I Don't Like It -- I Love It!

Our five-year-old son, Ax, has a knack for being extremely cute. When I first found out we were having a boy baby I was a little confused about how that had happened, and what would I do with a boy? Put it in a blue tutu? It turns out that no, that’s not the thing I do. What I do is I let him wear whatever he wants to wear, which these days tends to be sweatpants and t-shirts with extreme sports images on them, or superhero logos. It’s not my taste. It’s not what I imagined. I imagined more gingham, maybe linen, or for winter something tweed with suede elbow patches. More bow ties, less Batman.

Ax is extremely attracted to sticks, anything stick-like, and insects, and vehicles, especially rescue vehicles that light up and make loud noises. He also likes big rocks, shoes that light up, and clothing that glows in the dark. I did not promote any of that. It just is.

The other day I picked him up early from preschool to go to tennis clinic. Normally Ax is into it but that day he didn’t want to go. He said it was “too hot,” which it wasn’t. When I told him I was willing to get him a cool drink and some cooler tennis clothes so he could stop wearing his sweatpants he looked down at his lap, pouted, and shook his head no. That wasn’t it.

I breathed in and out and I said, as tenderly as possible, “I can tell you really don’t want to go today and I’ve made suggestions about how to stay cooler on the court. Is there another reason you don’t want to go?”

And he said, after what seemed like a very long while of just sitting there with me pretending to be patient, “I’m not as good at the warm-ups as the other kids.”

And I’m thinking, “Oh you sweet poor child I will never make you go to tennis again! Never!!!!” And then I’m thinking, “Wait, no, I mean, ‘Man up, you wus, get in there and show those 6-year-old little effers what you’re made of! No pain no gain!’”

But I read this book, The Conscious Parent, so I didn’t actually SAY those things, or anything like them right away. Instead I breathed in as well as out and noticed that what I was really thinking, was, “Do not screw this up, Sascha. What you say, in this moment, right now will either turn your kid into a healthy, well-adjusted, secure, self-loving human with the courage and persistence to move forward through obstacles, or a self-loathing neurotic perfectionist, or a drug addict/sex addict/food addict still living on your couch thirty years from now. Now get in there and parent! Go!”

And so I waded in slow. What I said was, “Oh. You feel like you’re not as good as the other kids?”

And he said, “Yeah because when the other kids throw the ball up in the air it goes right back to them but my ball goes all over the place and never comes back and I have to chase it all around.” And he waved his hands all around to demonstrate the chaotic movement of the ball. And it was true. He did seem to spend more time chasing the ball than the other kids did.

Recorded information:
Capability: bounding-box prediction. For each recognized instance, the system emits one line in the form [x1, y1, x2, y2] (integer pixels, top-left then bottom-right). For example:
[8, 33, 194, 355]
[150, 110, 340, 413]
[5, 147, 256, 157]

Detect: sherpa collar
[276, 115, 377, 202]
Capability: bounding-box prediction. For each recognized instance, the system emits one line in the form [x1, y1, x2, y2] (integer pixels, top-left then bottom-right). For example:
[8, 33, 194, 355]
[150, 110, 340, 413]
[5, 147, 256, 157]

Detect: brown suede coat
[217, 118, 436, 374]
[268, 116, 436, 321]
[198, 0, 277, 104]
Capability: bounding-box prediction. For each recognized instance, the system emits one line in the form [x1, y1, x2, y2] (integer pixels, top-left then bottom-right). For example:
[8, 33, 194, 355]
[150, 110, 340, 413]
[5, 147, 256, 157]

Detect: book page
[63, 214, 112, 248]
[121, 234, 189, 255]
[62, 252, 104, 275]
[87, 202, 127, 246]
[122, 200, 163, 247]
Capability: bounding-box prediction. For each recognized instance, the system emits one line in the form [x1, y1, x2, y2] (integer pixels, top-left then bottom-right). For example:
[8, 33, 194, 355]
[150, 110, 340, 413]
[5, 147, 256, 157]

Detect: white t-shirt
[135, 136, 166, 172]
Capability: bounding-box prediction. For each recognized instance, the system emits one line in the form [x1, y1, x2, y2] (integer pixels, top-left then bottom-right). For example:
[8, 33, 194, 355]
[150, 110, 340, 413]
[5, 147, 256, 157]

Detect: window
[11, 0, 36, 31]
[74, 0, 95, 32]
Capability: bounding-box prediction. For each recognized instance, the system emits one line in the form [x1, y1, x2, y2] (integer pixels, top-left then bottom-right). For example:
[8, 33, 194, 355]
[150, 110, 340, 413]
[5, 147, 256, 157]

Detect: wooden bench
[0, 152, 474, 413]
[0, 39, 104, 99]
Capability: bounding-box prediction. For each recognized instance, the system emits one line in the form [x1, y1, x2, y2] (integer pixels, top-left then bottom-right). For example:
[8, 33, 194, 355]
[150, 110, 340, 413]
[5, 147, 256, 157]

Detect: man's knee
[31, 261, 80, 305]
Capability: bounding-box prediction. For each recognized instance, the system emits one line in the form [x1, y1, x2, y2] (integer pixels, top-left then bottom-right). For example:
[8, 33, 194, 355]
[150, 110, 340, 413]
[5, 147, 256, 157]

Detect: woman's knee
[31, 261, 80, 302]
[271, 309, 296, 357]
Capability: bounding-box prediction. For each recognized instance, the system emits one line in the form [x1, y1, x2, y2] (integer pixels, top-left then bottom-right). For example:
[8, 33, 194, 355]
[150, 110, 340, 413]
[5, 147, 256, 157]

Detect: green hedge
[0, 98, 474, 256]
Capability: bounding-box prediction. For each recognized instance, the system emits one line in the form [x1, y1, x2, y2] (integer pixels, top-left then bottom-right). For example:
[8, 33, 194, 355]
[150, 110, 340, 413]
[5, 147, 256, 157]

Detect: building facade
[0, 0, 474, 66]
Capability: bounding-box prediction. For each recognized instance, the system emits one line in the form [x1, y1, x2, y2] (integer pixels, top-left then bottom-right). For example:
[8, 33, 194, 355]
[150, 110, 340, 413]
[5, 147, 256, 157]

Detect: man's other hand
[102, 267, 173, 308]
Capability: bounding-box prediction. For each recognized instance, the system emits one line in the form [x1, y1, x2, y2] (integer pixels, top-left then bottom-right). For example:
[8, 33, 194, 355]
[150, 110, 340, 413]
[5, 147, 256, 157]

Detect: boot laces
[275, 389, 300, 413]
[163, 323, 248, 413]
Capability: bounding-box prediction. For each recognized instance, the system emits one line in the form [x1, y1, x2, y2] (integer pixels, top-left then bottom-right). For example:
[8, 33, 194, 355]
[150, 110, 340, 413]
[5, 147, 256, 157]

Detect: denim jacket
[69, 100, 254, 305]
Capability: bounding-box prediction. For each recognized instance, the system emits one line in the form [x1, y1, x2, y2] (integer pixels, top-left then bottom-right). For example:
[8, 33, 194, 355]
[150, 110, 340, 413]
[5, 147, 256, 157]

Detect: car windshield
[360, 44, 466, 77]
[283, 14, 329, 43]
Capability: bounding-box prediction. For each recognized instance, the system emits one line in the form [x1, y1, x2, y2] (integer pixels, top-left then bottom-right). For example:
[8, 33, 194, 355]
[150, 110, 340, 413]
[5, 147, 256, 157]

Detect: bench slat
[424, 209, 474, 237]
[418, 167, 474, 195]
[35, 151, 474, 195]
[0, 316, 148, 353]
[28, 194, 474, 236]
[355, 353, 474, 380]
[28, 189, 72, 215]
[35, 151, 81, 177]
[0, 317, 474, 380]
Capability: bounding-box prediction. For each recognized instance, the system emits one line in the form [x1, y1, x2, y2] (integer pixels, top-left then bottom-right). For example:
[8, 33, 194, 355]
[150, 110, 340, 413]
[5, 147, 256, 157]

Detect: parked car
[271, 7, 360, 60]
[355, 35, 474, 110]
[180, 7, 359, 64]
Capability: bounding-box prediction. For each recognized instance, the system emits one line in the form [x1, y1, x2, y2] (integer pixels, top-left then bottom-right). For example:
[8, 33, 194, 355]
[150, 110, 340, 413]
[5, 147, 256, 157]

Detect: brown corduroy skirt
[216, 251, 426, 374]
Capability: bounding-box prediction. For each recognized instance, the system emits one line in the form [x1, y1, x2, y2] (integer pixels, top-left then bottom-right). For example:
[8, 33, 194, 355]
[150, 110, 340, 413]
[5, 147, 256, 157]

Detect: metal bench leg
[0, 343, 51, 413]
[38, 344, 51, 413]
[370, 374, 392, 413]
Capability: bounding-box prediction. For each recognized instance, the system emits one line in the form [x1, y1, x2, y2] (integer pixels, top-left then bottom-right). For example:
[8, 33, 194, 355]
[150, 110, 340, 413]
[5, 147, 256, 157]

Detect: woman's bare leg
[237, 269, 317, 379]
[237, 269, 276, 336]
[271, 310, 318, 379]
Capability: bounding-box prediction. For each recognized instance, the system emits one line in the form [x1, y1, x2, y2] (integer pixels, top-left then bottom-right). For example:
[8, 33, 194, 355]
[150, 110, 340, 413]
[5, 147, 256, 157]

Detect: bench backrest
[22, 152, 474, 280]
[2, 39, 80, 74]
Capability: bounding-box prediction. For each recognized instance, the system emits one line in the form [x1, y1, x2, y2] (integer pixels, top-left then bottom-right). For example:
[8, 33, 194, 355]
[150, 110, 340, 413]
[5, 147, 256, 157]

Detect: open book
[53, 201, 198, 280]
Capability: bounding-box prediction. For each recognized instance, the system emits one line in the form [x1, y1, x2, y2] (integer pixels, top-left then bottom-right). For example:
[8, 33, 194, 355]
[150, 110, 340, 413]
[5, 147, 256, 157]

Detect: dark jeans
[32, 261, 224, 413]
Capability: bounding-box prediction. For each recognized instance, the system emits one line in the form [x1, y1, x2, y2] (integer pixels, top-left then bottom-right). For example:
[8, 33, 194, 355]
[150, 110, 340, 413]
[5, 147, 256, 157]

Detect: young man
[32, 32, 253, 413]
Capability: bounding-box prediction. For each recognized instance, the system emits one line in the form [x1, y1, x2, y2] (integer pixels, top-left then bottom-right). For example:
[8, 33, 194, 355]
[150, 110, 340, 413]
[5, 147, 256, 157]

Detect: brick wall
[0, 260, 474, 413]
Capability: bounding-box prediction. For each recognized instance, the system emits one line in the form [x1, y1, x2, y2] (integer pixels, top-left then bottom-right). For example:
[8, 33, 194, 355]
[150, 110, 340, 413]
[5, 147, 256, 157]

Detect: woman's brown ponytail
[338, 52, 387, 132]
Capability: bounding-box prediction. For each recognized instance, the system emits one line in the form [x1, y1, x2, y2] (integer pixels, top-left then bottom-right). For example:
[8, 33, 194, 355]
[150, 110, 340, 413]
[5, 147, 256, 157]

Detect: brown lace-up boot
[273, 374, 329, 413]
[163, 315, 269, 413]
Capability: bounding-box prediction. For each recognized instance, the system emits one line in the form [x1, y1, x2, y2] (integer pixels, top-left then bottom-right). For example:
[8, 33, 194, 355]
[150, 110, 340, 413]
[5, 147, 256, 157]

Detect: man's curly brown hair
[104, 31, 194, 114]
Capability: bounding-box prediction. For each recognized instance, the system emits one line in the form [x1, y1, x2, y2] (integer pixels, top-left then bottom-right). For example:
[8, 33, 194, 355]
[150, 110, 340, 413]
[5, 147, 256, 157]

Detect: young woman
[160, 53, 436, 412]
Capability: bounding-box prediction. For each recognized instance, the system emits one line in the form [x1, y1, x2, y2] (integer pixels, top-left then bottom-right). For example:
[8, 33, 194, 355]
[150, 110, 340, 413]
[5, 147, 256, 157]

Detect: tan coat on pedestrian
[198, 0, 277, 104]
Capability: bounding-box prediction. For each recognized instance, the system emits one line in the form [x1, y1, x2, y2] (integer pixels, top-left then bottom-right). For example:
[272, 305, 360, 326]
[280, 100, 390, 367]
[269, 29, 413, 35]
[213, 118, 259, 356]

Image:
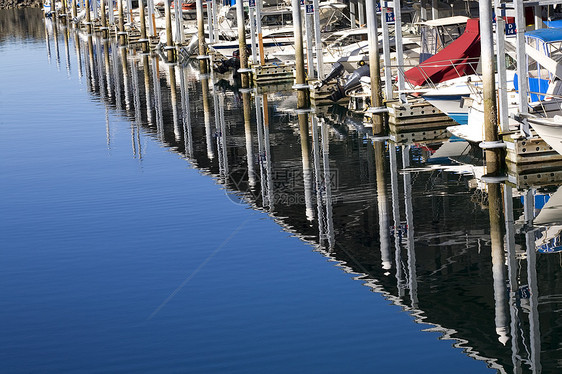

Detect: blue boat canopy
[525, 28, 562, 43]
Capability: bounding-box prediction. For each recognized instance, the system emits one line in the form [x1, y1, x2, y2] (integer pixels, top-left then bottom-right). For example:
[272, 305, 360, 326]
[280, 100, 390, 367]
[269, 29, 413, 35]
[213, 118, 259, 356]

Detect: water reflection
[31, 13, 562, 373]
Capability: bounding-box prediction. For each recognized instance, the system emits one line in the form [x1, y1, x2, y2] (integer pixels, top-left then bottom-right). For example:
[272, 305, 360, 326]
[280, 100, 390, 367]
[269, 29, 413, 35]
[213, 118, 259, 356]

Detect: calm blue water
[0, 8, 556, 373]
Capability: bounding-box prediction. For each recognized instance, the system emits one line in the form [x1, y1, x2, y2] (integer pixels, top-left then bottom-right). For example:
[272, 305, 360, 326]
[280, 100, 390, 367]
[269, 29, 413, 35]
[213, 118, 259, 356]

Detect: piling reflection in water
[41, 19, 562, 373]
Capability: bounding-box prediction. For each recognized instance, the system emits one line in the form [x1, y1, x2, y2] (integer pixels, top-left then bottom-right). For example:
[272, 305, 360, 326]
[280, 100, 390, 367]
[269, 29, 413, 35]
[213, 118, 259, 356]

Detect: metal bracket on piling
[479, 140, 506, 149]
[369, 135, 390, 142]
[365, 106, 388, 114]
[480, 175, 508, 183]
[295, 108, 315, 114]
[292, 83, 310, 90]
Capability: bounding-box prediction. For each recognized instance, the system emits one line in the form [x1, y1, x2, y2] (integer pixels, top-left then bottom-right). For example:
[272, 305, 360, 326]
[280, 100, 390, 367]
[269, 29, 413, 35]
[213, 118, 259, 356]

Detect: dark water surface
[0, 10, 562, 373]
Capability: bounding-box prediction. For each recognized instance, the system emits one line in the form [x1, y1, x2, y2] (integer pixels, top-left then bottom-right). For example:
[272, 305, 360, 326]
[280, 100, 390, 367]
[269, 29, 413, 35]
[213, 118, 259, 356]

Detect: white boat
[533, 187, 562, 253]
[447, 29, 562, 143]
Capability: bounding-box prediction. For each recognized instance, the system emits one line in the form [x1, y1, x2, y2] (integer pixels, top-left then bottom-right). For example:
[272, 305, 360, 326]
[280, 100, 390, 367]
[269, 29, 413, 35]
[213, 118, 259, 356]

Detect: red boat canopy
[405, 18, 480, 86]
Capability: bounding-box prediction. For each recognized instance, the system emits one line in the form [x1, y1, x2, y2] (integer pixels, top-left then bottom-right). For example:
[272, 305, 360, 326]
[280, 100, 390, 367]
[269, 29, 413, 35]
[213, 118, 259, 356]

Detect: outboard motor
[320, 62, 344, 87]
[343, 64, 371, 96]
[215, 46, 250, 74]
[330, 64, 371, 102]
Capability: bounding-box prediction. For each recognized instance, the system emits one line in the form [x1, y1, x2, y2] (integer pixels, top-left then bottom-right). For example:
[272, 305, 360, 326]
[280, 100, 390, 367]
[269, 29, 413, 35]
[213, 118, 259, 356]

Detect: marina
[0, 0, 562, 373]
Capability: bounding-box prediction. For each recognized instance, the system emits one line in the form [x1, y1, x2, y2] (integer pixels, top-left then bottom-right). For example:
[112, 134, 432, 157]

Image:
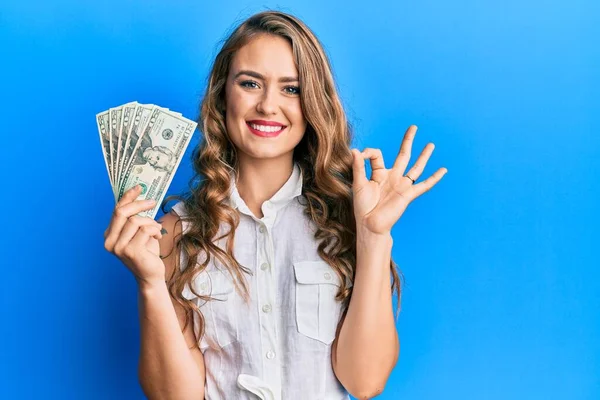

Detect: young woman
[105, 12, 446, 400]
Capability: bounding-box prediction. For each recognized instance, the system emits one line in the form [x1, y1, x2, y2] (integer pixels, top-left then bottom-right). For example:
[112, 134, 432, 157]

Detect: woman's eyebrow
[233, 69, 298, 82]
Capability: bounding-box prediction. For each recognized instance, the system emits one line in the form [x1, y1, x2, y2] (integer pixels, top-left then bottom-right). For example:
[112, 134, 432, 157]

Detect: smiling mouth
[246, 122, 287, 137]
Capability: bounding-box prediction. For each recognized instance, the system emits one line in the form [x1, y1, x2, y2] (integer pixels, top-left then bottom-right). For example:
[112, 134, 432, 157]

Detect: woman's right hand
[104, 185, 165, 284]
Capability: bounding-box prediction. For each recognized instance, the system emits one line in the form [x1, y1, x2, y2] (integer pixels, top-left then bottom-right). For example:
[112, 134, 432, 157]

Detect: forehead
[230, 34, 298, 78]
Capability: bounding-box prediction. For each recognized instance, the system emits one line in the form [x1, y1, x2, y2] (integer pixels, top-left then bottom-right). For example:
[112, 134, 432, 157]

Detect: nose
[256, 89, 277, 115]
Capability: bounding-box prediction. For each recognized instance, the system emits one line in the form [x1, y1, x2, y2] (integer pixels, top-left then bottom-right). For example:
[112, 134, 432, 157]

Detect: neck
[236, 155, 294, 214]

Directions for this task: Reproduce verbatim the passage of the essay about the tennis clinic that begins with "The other day" and continues through "That wasn’t it.".

Answer below:
The other day I picked him up early from preschool to go to tennis clinic. Normally Ax is into it but that day he didn’t want to go. He said it was “too hot,” which it wasn’t. When I told him I was willing to get him a cool drink and some cooler tennis clothes so he could stop wearing his sweatpants he looked down at his lap, pouted, and shook his head no. That wasn’t it.